====== Dataset content ======
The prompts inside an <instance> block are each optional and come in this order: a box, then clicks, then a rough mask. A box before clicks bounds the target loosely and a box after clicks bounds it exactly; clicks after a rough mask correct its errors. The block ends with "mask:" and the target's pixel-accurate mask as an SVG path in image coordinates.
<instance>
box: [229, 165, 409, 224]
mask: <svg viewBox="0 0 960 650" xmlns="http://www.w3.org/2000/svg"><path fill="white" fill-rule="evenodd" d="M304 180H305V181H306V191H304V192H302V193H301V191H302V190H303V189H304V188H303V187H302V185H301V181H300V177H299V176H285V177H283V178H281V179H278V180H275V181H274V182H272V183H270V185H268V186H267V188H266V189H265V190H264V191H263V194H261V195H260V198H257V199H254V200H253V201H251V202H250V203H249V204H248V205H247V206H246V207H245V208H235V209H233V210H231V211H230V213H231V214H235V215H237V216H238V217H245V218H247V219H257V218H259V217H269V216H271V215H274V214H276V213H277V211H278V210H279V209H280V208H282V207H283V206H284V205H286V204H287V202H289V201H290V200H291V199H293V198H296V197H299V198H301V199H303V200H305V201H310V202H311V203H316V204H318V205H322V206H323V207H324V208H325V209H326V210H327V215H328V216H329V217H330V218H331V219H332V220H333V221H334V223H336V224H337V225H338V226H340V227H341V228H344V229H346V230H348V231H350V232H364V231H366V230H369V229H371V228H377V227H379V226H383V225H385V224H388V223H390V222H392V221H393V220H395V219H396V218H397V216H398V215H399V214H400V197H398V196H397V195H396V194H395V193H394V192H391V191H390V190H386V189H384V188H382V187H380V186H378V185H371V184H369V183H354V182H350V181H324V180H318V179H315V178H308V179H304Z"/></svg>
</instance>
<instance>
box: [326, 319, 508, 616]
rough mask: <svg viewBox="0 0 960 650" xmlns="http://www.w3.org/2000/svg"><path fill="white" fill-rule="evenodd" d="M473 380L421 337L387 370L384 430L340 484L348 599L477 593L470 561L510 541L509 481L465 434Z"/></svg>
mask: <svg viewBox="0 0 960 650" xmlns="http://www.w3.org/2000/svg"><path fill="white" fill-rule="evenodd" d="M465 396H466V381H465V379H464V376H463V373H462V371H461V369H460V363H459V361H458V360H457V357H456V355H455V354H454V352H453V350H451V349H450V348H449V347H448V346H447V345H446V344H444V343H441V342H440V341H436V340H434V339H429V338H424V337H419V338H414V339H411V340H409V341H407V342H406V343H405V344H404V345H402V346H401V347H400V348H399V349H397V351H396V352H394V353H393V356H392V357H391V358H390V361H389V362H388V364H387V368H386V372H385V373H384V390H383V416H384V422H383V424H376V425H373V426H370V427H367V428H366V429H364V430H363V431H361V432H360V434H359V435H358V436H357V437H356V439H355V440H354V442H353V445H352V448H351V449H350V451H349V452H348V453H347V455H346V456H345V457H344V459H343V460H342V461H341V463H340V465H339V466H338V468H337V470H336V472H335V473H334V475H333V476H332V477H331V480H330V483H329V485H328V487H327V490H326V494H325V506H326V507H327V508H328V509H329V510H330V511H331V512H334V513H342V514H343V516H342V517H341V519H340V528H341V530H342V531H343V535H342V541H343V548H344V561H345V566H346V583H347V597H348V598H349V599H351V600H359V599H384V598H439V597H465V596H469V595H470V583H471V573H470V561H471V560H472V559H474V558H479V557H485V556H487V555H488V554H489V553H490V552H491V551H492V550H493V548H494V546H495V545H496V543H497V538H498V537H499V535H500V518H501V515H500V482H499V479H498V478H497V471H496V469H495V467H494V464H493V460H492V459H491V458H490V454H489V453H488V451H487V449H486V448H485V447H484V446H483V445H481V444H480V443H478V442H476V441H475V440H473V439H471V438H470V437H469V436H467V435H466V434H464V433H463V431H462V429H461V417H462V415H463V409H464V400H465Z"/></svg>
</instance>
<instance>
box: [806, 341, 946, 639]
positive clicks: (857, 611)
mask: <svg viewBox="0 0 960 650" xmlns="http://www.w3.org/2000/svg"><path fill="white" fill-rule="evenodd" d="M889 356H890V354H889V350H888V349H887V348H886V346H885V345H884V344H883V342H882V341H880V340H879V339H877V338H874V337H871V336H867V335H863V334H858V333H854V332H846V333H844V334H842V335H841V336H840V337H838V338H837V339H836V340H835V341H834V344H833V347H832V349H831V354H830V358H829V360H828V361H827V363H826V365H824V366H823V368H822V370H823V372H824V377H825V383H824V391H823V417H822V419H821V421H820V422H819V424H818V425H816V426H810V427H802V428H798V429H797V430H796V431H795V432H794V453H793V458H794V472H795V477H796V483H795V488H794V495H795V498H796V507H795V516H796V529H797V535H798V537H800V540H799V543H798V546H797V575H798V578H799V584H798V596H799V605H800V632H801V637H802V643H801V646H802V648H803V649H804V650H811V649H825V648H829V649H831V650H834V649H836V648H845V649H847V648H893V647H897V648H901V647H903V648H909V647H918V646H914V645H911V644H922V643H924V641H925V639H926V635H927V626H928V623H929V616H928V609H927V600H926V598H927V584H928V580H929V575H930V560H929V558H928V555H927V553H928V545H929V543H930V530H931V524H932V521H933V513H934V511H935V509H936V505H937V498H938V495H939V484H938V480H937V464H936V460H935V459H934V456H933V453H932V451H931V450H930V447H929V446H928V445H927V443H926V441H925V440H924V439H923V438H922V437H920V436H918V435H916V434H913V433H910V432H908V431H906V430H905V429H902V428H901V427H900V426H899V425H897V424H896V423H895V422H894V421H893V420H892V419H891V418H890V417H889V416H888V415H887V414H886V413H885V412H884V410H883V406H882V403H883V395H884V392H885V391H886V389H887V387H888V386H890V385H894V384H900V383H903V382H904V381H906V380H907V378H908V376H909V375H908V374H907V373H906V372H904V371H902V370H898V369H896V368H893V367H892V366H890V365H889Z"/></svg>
======
• _Required action_
Please reproduce the records above in their entirety, exactly as given.

• _Task answer_
The prompts inside an <instance> block are each optional and come in this order: a box, then clicks, then a rough mask. A box before clicks bounds the target loosely and a box after clicks bounds it exactly; clicks after a rough mask correct its errors. The block ends with "mask:" and the target's pixel-accurate mask as an SVG path in image coordinates.
<instance>
box: [229, 165, 409, 224]
mask: <svg viewBox="0 0 960 650" xmlns="http://www.w3.org/2000/svg"><path fill="white" fill-rule="evenodd" d="M304 180H305V181H306V191H304V192H302V193H301V191H302V190H303V189H304V188H303V187H302V185H301V181H300V177H299V176H285V177H283V178H281V179H278V180H275V181H274V182H272V183H270V185H268V186H267V188H266V189H265V190H264V191H263V194H261V195H260V198H257V199H254V200H253V201H251V202H250V203H249V204H248V205H247V206H246V207H245V208H235V209H233V210H231V211H230V213H231V214H235V215H237V216H238V217H245V218H247V219H257V218H259V217H269V216H271V215H274V214H276V213H277V211H278V210H279V209H280V208H282V207H283V206H284V205H286V204H287V202H289V201H290V200H291V199H293V198H296V197H299V198H301V199H303V200H305V201H310V202H311V203H316V204H318V205H322V206H323V207H324V208H325V209H326V210H327V215H328V216H329V217H330V218H331V219H332V220H333V221H334V223H336V224H337V225H338V226H340V227H341V228H344V229H346V230H348V231H350V232H364V231H366V230H369V229H371V228H377V227H379V226H383V225H385V224H388V223H390V222H392V221H393V220H395V219H396V218H397V216H398V215H399V214H400V197H398V196H397V195H396V194H395V193H394V192H391V191H390V190H386V189H384V188H382V187H380V186H378V185H371V184H369V183H354V182H350V181H324V180H318V179H315V178H308V179H304Z"/></svg>
</instance>
<instance>
box: [326, 319, 508, 616]
rough mask: <svg viewBox="0 0 960 650" xmlns="http://www.w3.org/2000/svg"><path fill="white" fill-rule="evenodd" d="M473 380L421 337L387 370L384 430L340 484L348 599L477 593L470 561L510 541L509 481L465 434Z"/></svg>
mask: <svg viewBox="0 0 960 650" xmlns="http://www.w3.org/2000/svg"><path fill="white" fill-rule="evenodd" d="M465 396H466V381H465V379H464V376H463V373H462V371H461V369H460V363H459V361H458V360H457V357H456V355H455V354H454V352H453V350H451V349H450V348H449V347H448V346H447V345H446V344H444V343H441V342H440V341H436V340H434V339H429V338H424V337H419V338H414V339H411V340H409V341H407V342H406V343H405V344H404V345H402V346H401V347H400V348H399V349H397V351H396V352H394V353H393V356H392V357H391V358H390V361H389V362H388V364H387V368H386V372H385V373H384V390H383V416H384V422H383V424H376V425H373V426H370V427H367V428H366V429H364V430H363V431H361V432H360V434H359V435H358V436H357V437H356V439H355V440H354V442H353V445H352V448H351V449H350V451H349V452H348V453H347V455H346V456H345V457H344V459H343V460H342V461H341V463H340V465H339V466H338V468H337V470H336V472H335V473H334V475H333V476H332V477H331V480H330V483H329V485H328V487H327V490H326V494H325V506H326V507H327V508H328V509H329V510H330V511H331V512H334V513H342V514H343V516H342V517H341V519H340V528H341V530H342V531H343V535H342V541H343V548H344V561H345V566H346V583H347V597H348V598H349V599H351V600H359V599H384V598H439V597H465V596H469V595H470V583H471V573H470V561H471V560H472V559H474V558H479V557H485V556H487V555H488V554H489V553H490V552H491V551H492V550H493V548H494V546H495V545H496V543H497V538H498V537H499V535H500V518H501V515H500V482H499V479H498V478H497V471H496V469H495V467H494V464H493V460H492V459H491V458H490V454H489V453H488V451H487V449H486V448H485V447H484V446H483V445H481V444H480V443H478V442H476V441H475V440H473V439H471V438H470V437H469V436H467V435H466V434H464V433H463V431H462V429H461V417H462V415H463V409H464V400H465Z"/></svg>
</instance>
<instance>
box: [806, 341, 946, 639]
positive clicks: (857, 611)
mask: <svg viewBox="0 0 960 650" xmlns="http://www.w3.org/2000/svg"><path fill="white" fill-rule="evenodd" d="M889 356H890V354H889V350H888V349H887V348H886V346H885V345H884V344H883V342H882V341H880V340H879V339H877V338H874V337H871V336H867V335H863V334H858V333H854V332H846V333H844V334H842V335H841V336H840V337H838V338H837V339H836V340H835V341H834V344H833V347H832V349H831V354H830V358H829V360H828V361H827V363H826V365H824V366H823V368H822V370H823V372H824V377H825V383H824V391H823V417H822V419H821V421H820V422H819V424H818V425H816V426H810V427H802V428H798V429H797V430H796V431H795V432H794V453H793V458H794V472H795V477H796V483H795V488H794V495H795V498H796V507H795V516H796V529H797V535H798V537H800V540H799V543H798V546H797V575H798V578H799V584H798V596H799V605H800V632H801V637H802V643H801V646H802V648H803V649H804V650H811V649H825V648H829V649H831V650H834V649H836V648H845V649H847V648H893V647H897V648H901V647H903V648H909V647H918V646H914V645H911V644H922V643H924V641H925V639H926V635H927V626H928V623H929V616H928V609H927V600H926V598H927V584H928V580H929V575H930V560H929V558H928V555H927V553H928V545H929V543H930V530H931V524H932V521H933V513H934V511H935V509H936V505H937V498H938V495H939V484H938V480H937V464H936V460H935V459H934V456H933V453H932V451H931V450H930V447H929V446H928V445H927V443H926V441H925V440H924V439H923V438H922V437H920V436H918V435H916V434H913V433H910V432H908V431H906V430H905V429H902V428H901V427H900V426H899V425H897V424H896V423H895V422H894V421H893V420H892V419H891V418H890V417H889V416H888V415H887V414H886V413H885V412H884V410H883V406H882V403H883V395H884V392H885V391H886V389H887V387H888V386H890V385H894V384H900V383H903V382H904V381H906V380H907V378H908V376H909V375H908V374H907V373H906V372H904V371H902V370H898V369H896V368H893V367H892V366H890V365H889Z"/></svg>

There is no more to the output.